Top of DATASET EXCERPTS

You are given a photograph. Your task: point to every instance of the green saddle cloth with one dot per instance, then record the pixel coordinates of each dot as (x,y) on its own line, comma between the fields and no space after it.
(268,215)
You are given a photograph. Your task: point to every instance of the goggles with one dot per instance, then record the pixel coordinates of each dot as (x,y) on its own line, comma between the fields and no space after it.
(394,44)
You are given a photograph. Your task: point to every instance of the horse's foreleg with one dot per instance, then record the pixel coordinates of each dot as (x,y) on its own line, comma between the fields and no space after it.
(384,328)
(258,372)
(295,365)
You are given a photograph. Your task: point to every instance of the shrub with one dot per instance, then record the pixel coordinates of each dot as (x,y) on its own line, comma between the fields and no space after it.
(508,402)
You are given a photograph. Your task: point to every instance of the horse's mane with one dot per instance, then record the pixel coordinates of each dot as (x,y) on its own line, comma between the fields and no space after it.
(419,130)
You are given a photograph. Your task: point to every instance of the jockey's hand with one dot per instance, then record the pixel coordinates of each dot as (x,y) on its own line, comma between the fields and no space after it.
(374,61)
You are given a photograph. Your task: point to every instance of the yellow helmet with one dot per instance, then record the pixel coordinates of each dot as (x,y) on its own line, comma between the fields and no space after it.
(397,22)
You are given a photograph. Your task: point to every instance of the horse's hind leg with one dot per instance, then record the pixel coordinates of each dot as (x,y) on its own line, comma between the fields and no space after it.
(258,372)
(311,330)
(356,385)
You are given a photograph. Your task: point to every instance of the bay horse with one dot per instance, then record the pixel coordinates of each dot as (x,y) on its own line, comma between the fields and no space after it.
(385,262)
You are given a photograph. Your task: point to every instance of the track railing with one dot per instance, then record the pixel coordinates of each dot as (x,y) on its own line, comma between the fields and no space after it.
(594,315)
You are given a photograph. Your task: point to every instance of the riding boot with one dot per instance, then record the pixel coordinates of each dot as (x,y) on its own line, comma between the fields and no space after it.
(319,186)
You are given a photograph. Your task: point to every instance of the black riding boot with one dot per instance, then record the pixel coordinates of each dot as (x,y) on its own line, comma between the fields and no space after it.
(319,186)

Bottom of DATASET EXCERPTS

#### [TASK PROMPT]
Recite the full listing above exactly.

#### [EXERCISE RESPONSE]
You are given a photograph. Your task: point to every instance of the green saddle cloth with one dot per instance, then record the pixel coordinates of each dot as (x,y) on its own line, comma between the fields and no space after it.
(268,215)
You are given a photograph. Your task: point to every instance of the goggles with one dot per instance, then record the pixel coordinates of each dot as (x,y) on its own line, comma between the fields and no space after it.
(394,44)
You are given a photograph. Your task: point to every instance of the horse's foreleg with one dot per instance, then record the pixel coordinates of each dot as (x,y) on its own line, comma between the fields and no space after it.
(384,328)
(258,372)
(295,365)
You are given a photograph. Your task: point to every instance of the shrub with one dot per instance, then record the pixel coordinates of each dot as (x,y) on its own line, comma between the fields and no space after it.
(508,402)
You are given a photograph. Your task: point to every instance of the horse's mane with one dot per instance, then record the pixel coordinates of each dot as (x,y) on its own line, comma between the fields and no space after it.
(419,130)
You are given a photograph. Your task: point to every instance of the jockey's hand with one dot per instance, then record the pixel coordinates of each dot as (x,y) on its own line, comma between the fields and no space after it.
(374,61)
You are given a photograph. Your task: point to every instance of the yellow helmet with one dot per instance, then record the pixel coordinates of each dot as (x,y) on its own line, comma between the fields and no space after it.
(397,22)
You are given a photograph. Your task: point to every instance of the horse's hind leg with one dot per instance, then record the pixel coordinates of each dot as (x,y) on its own line, comma between the fields and no space after it.
(258,372)
(311,330)
(356,385)
You are given a photograph. Your task: point to every instance of the bay horse with one dot per instance, then record the pixel coordinates of each dot as (x,y) on its own line, comma between the fields and no space after it.
(385,262)
You are given a photograph. Your task: point to every instance of the track railing with one dot per instance, then record the pixel coordinates of each dot as (x,y) on its own line, comma between the fields and no space after it.
(594,315)
You are given a photograph. Your task: point to every instance of the riding boot with one dot per instance, then record the pixel coordinates of each dot as (x,y) on its own line, comma between the fields and no space after it.
(319,186)
You are given a photograph. Your task: point to every instance of the black riding boot with one dot per instance, then record the pixel coordinates of each dot as (x,y) on its own line, comma between the fields and no space after it.
(319,186)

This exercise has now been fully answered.